[Items from a dataset]
========

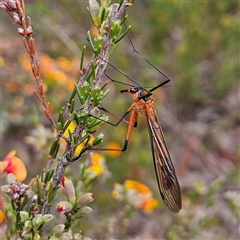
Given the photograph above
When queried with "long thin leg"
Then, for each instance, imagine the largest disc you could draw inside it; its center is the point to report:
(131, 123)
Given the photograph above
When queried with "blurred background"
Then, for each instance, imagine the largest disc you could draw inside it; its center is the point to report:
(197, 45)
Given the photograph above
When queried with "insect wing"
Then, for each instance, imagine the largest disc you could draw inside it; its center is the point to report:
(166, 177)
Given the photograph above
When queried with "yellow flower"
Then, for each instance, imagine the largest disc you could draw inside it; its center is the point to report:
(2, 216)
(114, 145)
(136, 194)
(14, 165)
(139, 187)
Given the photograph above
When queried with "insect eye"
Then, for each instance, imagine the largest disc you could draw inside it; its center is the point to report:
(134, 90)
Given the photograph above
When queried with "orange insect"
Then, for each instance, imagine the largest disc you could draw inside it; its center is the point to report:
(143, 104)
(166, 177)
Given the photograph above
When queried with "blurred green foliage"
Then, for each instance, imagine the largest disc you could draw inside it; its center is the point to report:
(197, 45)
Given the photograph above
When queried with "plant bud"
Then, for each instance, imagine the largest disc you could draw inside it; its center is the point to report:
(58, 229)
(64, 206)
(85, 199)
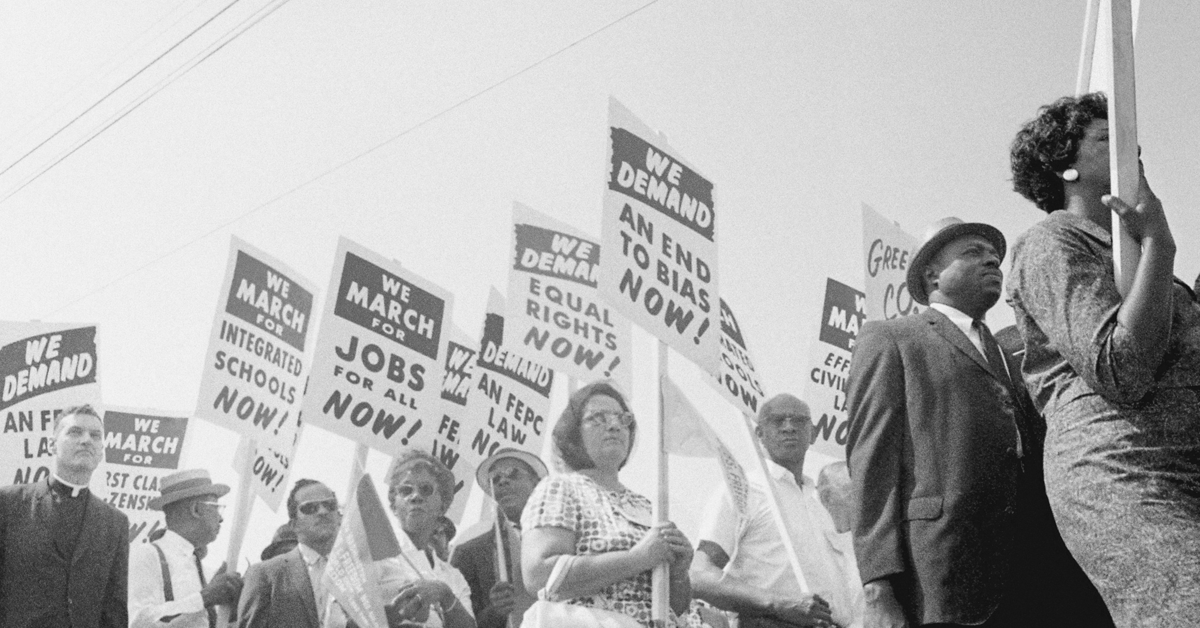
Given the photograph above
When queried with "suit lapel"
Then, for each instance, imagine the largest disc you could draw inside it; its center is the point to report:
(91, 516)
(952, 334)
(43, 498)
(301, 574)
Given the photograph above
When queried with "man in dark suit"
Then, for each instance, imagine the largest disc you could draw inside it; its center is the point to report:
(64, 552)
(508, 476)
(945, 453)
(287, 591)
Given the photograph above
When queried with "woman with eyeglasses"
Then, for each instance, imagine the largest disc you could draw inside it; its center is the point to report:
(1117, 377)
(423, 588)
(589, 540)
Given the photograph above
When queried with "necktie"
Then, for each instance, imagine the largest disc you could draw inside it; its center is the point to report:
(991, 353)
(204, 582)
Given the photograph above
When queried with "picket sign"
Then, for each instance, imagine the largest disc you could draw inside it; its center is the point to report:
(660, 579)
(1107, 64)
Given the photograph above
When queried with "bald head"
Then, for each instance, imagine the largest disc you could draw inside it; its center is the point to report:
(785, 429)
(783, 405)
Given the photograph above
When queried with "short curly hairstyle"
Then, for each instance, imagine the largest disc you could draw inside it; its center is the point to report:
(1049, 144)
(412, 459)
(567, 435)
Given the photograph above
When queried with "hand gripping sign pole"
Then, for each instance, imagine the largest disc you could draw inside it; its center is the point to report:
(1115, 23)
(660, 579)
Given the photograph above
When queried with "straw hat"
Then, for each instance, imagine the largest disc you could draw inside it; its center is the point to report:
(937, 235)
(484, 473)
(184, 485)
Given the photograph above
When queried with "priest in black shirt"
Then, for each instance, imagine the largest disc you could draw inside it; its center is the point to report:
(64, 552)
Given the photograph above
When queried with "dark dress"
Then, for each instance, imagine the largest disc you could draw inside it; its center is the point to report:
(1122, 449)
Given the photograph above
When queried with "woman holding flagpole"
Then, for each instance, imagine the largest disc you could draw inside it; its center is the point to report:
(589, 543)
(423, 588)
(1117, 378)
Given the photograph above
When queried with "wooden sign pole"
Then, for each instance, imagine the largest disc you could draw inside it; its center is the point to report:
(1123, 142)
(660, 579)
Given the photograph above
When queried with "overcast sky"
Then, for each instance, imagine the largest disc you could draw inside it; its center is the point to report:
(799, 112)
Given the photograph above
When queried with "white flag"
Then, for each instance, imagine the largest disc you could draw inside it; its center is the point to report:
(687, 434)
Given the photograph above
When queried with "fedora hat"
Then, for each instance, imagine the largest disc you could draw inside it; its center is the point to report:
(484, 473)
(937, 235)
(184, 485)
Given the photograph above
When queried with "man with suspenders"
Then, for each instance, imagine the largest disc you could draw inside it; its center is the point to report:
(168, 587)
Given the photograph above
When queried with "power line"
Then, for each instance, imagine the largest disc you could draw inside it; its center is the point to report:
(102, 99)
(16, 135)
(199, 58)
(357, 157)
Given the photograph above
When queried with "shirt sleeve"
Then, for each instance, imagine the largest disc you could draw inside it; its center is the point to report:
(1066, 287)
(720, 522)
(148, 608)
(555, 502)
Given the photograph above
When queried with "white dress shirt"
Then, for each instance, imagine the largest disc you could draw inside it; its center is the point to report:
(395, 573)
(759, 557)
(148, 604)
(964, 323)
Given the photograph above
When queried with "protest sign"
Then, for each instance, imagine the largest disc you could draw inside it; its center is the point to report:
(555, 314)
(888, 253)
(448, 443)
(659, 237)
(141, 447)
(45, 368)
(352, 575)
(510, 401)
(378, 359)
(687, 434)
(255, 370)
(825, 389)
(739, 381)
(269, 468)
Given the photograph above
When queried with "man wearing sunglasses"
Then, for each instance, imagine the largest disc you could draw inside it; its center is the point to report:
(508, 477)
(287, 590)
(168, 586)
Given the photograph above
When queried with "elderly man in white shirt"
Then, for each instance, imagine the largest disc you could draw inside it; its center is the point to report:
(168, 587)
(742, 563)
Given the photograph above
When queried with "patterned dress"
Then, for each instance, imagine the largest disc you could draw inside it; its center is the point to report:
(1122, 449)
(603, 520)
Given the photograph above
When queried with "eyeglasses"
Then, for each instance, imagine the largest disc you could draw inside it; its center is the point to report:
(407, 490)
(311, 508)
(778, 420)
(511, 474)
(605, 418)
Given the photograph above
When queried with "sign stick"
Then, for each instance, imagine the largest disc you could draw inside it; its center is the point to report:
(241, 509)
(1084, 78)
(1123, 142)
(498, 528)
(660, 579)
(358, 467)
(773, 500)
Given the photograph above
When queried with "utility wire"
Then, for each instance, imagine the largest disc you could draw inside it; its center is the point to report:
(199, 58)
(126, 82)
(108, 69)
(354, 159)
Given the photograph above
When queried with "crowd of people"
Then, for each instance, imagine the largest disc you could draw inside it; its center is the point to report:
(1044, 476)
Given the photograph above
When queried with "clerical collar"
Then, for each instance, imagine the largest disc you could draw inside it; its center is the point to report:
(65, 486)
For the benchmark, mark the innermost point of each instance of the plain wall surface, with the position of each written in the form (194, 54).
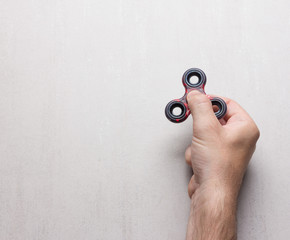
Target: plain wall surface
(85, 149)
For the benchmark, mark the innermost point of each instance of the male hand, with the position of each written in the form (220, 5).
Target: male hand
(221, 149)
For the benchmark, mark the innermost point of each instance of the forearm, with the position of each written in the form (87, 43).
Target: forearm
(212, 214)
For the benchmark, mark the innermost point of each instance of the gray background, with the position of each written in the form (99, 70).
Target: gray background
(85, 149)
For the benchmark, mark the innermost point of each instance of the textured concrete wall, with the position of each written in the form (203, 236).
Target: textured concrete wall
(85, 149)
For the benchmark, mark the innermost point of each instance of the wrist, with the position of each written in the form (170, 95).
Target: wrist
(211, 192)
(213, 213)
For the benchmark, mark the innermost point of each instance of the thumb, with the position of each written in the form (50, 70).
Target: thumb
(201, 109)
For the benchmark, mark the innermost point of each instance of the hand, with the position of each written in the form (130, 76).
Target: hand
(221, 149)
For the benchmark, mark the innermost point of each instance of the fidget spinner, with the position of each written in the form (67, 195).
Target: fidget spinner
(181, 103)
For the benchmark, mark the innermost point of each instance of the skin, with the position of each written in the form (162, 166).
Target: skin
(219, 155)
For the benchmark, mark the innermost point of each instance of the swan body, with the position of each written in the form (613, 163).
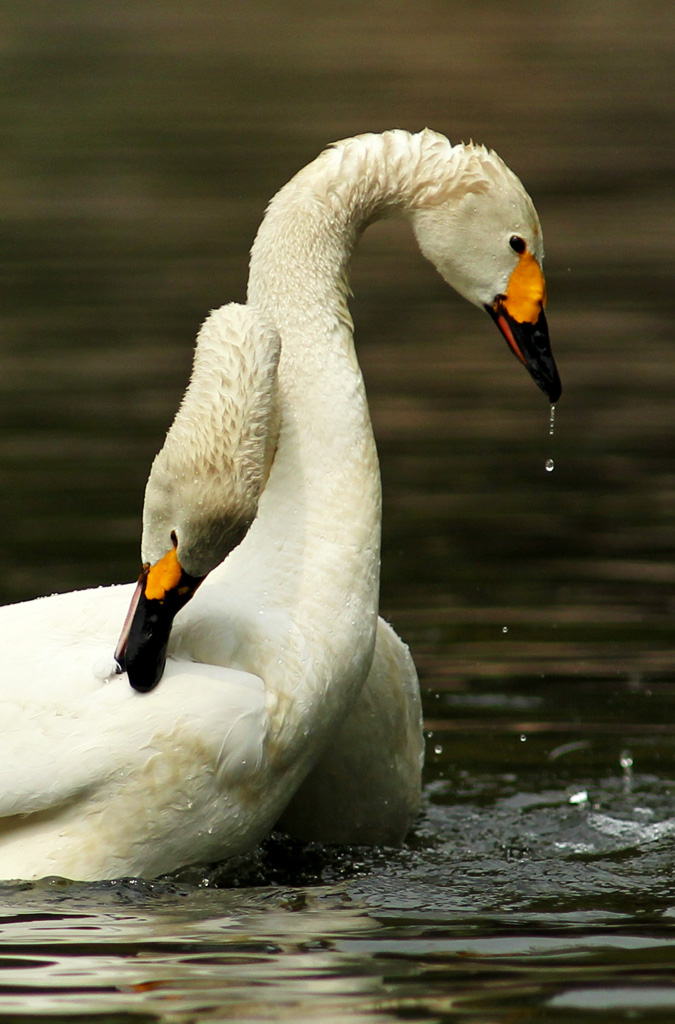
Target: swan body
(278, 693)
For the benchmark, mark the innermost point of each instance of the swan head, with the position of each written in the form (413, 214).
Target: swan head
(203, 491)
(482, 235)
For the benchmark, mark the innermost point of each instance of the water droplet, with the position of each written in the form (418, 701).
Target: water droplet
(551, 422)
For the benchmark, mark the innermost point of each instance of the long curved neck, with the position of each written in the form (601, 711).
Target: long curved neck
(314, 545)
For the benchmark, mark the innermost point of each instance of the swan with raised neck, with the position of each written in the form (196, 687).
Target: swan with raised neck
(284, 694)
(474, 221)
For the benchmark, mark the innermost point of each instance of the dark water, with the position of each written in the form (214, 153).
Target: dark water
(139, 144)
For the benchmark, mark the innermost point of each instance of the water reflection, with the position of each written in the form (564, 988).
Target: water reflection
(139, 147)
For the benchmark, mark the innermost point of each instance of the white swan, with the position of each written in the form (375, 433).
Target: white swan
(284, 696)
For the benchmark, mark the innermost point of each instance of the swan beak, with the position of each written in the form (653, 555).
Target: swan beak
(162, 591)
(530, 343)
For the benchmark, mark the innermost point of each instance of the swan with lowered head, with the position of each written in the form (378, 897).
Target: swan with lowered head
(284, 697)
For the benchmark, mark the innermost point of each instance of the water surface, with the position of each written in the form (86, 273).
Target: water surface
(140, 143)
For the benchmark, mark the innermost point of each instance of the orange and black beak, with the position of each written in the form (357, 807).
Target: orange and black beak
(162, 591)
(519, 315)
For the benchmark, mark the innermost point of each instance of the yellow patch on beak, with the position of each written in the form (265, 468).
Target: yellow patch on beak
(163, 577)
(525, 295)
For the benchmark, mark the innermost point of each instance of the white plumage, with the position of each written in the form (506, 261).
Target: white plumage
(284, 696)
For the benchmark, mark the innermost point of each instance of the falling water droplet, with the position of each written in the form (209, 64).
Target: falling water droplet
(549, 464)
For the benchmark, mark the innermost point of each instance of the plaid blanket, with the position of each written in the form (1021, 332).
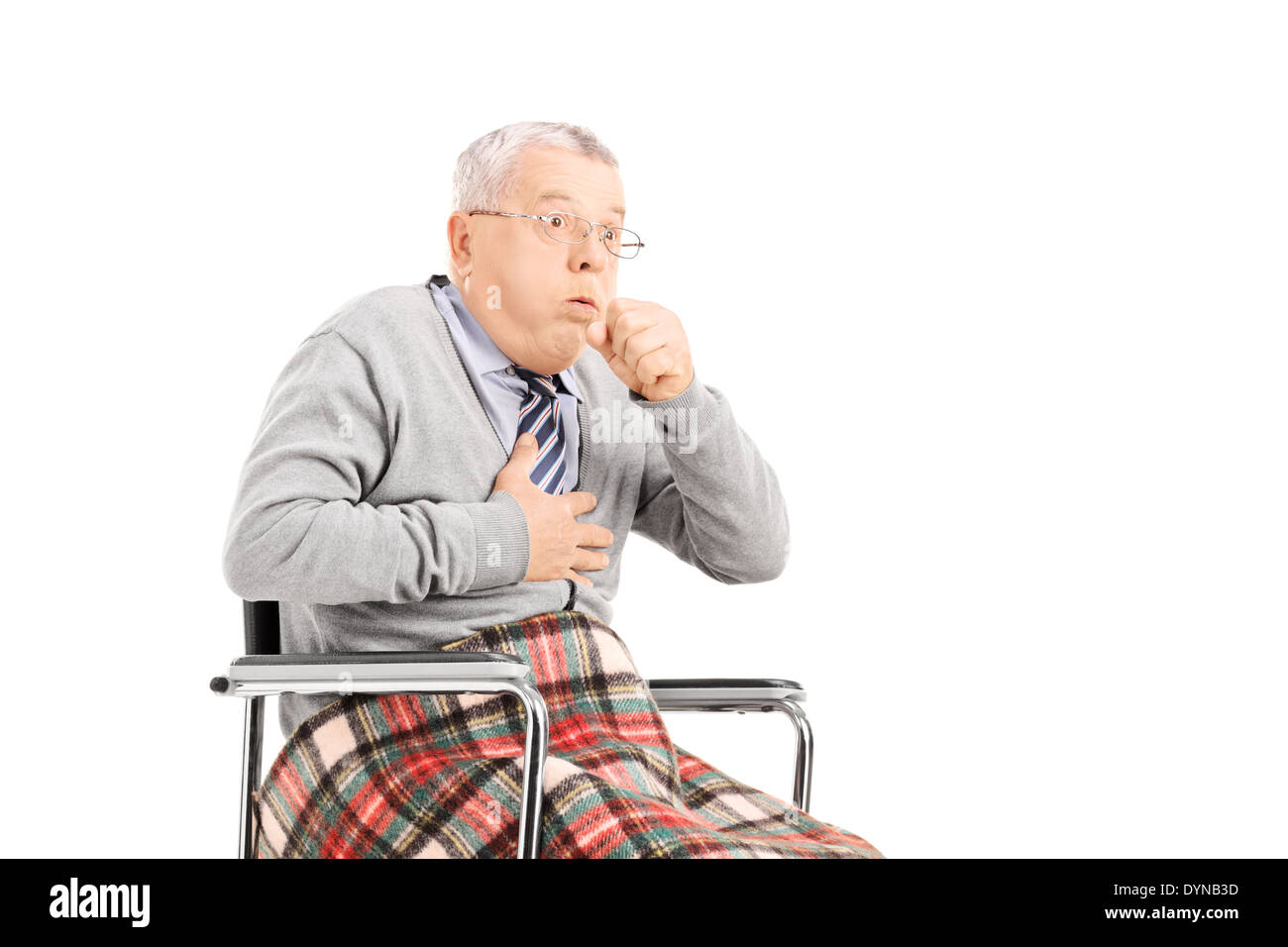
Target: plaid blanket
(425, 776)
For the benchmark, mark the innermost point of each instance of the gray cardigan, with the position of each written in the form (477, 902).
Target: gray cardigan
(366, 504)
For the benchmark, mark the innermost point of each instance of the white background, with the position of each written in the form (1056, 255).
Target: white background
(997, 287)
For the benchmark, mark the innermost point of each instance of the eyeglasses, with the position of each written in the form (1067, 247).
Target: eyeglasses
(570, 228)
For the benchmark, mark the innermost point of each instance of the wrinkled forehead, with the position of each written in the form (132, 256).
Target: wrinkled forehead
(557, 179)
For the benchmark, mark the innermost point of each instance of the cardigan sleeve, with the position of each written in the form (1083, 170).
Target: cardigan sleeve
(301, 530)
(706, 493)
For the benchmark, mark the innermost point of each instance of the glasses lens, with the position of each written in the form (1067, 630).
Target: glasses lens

========

Exercise objective: Extract the run of lines beginning with the line that holds "form (265, 468)." and ending at the last line of the data, inclusive. Exclude any pictures from the copy.

Problem solution:
For the benchmark, mark the innermost point of each instance of the yellow patch on beak, with the position of each written in the form (265, 468).
Target: yellow patch on beak
(163, 577)
(525, 295)
For the benchmark, mark the innermost point of each instance of the white plumage, with the position of each written in the form (506, 261).
Target: white plumage
(284, 696)
For the benchmark, mark the innermost point of each instance of the falling water droplet, with the position of each written in the form (209, 64).
Target: falling water droplet
(549, 464)
For the benchmark, mark the innermost point of each instance of the plaid blanket, with the position of each written in the form (1021, 332).
Target: plaid blanket
(425, 776)
For the benchmark, mark the innermost point of each instance of the gray cardigan, with the position of each written in the form (477, 902).
Target: gray cardigan
(366, 504)
For the benchmark, mark the innermost point of each instance of the white background, with the position of each written in the form (1056, 255).
Target: white background
(997, 287)
For the benchmark, mark the innermost point of each instance of the eyeglasses, with the position of each written in the form (1067, 247).
Target: eyeglasses
(570, 228)
For the benchmark, mark the innermost point of each instance of the wrinkled forehead, with the position of each written in the form (132, 256).
Target: wrinkled forehead
(557, 179)
For the benchmark, mark the innermost point of each instance of the cardigan sleeve, with the position of each written in the form (1083, 170).
Target: cardigan sleeve
(301, 530)
(706, 493)
For the benchmark, mark the innermost point of each instance of the glasses lens, with the position of each written in the form (1067, 630).
Target: glasses lens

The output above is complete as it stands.